- Exercise description -
Could each entry be returned exactly as it appears?

- Provided data -
---*---

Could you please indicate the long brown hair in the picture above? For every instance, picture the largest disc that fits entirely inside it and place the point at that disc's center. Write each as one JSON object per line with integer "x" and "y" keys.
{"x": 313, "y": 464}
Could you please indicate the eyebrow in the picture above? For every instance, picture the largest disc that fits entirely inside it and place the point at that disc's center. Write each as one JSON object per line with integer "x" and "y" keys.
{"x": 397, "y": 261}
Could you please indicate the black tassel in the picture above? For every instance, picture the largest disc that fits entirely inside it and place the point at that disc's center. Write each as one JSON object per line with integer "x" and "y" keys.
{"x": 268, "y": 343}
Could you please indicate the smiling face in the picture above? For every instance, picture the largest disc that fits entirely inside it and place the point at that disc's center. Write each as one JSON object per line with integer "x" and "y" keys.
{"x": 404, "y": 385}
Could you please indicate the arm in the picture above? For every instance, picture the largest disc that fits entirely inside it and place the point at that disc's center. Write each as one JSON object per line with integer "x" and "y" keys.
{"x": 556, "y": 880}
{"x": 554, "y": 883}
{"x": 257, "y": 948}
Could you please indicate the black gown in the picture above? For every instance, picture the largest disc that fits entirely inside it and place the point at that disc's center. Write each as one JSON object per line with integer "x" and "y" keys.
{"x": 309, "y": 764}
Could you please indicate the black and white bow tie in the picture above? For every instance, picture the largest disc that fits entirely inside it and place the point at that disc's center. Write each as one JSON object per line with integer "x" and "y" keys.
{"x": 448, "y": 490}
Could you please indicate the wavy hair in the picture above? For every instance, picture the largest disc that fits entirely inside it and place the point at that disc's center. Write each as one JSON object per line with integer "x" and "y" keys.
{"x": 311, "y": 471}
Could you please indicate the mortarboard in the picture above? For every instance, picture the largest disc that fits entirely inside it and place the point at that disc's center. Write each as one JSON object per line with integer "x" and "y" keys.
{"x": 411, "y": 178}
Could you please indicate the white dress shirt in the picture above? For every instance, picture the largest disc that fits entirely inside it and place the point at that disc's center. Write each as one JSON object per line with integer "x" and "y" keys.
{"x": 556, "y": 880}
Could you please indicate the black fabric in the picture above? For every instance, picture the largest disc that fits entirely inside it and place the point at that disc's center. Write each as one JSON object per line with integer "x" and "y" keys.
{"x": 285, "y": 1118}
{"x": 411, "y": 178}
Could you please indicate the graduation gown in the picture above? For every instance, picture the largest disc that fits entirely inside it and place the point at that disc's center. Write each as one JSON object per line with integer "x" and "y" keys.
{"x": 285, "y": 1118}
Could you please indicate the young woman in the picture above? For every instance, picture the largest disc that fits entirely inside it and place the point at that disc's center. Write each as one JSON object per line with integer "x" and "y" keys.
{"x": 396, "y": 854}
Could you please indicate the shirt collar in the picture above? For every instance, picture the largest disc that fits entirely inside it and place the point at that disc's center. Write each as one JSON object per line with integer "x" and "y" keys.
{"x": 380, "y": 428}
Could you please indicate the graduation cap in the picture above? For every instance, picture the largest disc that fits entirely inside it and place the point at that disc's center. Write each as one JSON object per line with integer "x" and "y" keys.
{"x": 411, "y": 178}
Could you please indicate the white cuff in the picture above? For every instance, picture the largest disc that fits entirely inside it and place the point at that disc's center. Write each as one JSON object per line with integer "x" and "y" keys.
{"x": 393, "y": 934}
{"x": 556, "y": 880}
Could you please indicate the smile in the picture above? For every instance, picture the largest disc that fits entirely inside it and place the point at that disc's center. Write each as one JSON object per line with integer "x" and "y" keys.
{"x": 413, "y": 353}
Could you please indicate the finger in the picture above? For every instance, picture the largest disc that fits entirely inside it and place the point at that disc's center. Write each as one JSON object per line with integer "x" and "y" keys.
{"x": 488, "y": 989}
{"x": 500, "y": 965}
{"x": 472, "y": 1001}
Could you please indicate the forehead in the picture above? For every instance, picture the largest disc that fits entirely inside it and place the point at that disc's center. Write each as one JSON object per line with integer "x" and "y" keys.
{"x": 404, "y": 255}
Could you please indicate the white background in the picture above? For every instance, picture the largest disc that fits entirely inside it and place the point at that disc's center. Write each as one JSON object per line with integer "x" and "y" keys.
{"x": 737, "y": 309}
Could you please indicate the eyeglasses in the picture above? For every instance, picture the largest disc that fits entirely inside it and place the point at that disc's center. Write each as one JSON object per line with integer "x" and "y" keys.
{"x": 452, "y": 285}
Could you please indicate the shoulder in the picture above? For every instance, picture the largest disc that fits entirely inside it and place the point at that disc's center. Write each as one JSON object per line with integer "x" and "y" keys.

---*---

- Answer to this exercise -
Could you please indicate the long brown hair in the picture above? For every instance, picture the largest disc that fits entirely inside it and place the point at that disc's center. Write each as one JSON object per line with integer "x" and "y" keys.
{"x": 313, "y": 464}
Could you please indicate the eyebrow in the picture above? For every instance, picture the largest disc that fits entirely inside it and place the point at that disc's center. Write each as one JSON object per line with integer "x" and "y" keys.
{"x": 397, "y": 261}
Could you please indicate the black tassel in the picture above? For every instance, picture the largest disc that fits entirely inside it and place the point at that disc's center. Write each as one JSON object per line with integer "x" and "y" keys.
{"x": 268, "y": 343}
Could you please indicate the smiling face in the picture above? For every instance, picture the largest disc that fits entirely inside it and place the point at that disc's center. Write each as one JSON object per line with integer "x" and "y" keys.
{"x": 404, "y": 385}
Could you please indicate the arm in the picture above? For every instance, picture the largest disc that fits entirely inside it and place the point at that disc's center. Write each as one JSON object per line with integer "x" and "y" keys.
{"x": 556, "y": 880}
{"x": 554, "y": 883}
{"x": 257, "y": 948}
Could you please indicate the black gown in the picture above? For every instance, picture the largest disc that fits entirely inside it and place the point at that disc's center. Write each as one JSON object per line with integer "x" and "y" keys.
{"x": 309, "y": 764}
Could you please indicate the black and white bow tie in the picture above? For every instance, picture the largest disc that fits entirely inside it and place the point at that disc's center. Write each as one JSON object per line with integer "x" and "y" keys.
{"x": 448, "y": 490}
Could you please indicate the wavy hair in the picture above? For every instance, picture the largest disc that fits entirely inside it and place the point at that disc's center. Write each as one JSON object per line with integer "x" and "y" keys.
{"x": 311, "y": 471}
Could you please indicate the mortarboard in the picture above? For every instance, picture the largest disc that fits entirely inside it and place the point at that disc's center. Write each as one JSON object per line with integer "x" and "y" keys.
{"x": 411, "y": 178}
Could you please indicate the white dress shirt in the picture above? For every instance, picture the largest disc that fits entirely inside it and place the point at that disc's center. Write each as one JSON object per line with integer "x" and "y" keys.
{"x": 556, "y": 880}
Could you please indicate the black fabric in the picture above? For every instance, picture the largest disc that fits entirely inside it and place the point at that disc's center. Write each as one JSON object per line with integer "x" and "y" keys.
{"x": 285, "y": 1118}
{"x": 411, "y": 178}
Could you please indicate the graduation gown in the picture above? For every instance, picture the largest disc that fits entirely inside it and place the point at that disc's center. Write each as one JSON object per line with integer "x" and "y" keys.
{"x": 285, "y": 1118}
Could you please indicate the young woman in the picture above? For every instance, picture the largest disc that fits entirely inside it and place the point at that disc's center. Write each as one JSON object per line with integer "x" and "y" keys.
{"x": 396, "y": 854}
Could you please indicate the shirt collar in the picture above? For every instance, picture the largest disc that fits entirely inside it and place the point at that disc's center. Write each as one JSON object per line with integer "x" and "y" keys.
{"x": 380, "y": 428}
Could you please indicate the graduation cap in the picture above? For every instance, picture the largest disc that fits entirely inside it and place the point at that disc's center. Write each as one JSON object per line with integer "x" and "y" keys.
{"x": 411, "y": 178}
Could you please indicate the white cuff in the picture above? For every instance, picture the largest disc that fits entirely inside it and place the point at that disc's center. Write each as one JSON object per line with integer "x" and "y" keys.
{"x": 393, "y": 934}
{"x": 556, "y": 880}
Could you please indicate the smile in the picture above? For every instance, picture the largest disc that fits entirely inside it and place the point at that disc's center. Write each as one JSON object per line with integer "x" and "y" keys.
{"x": 413, "y": 353}
Could you please indicate the finger in the picture above? For every instance, picture the largest disc that fits entirely inside it and place the point at that disc's center. Write each as one JSON object per line with integer "x" and "y" keys.
{"x": 488, "y": 989}
{"x": 500, "y": 965}
{"x": 472, "y": 1001}
Could you please indicate the forehead in the picture above? For every instance, picture the largest disc that fits entirely inside it and place the point at that disc's center. Write each as one JSON object per line with integer "x" and "y" keys.
{"x": 404, "y": 255}
Could you please indicate the white background in the picture above? For every instance, picture the largest disc that fits entirely inside it and place the point at that disc's center. Write each as one JSON object per line with integer "x" and "y" keys.
{"x": 737, "y": 309}
Could you please indicate the eyeglasses in the picture above? For every instance, picture the largest disc that fits entirely inside it and place the point at that disc's center. Write each as one JSON object per line with integer "x" and "y" keys.
{"x": 452, "y": 285}
Could you please indicate the shoulder in the picture above? For every instance, picture the largest disc that fits entirely inside it and place the point at that disc's center. Write each as one JSON object per line with integer "x" and "y" keys.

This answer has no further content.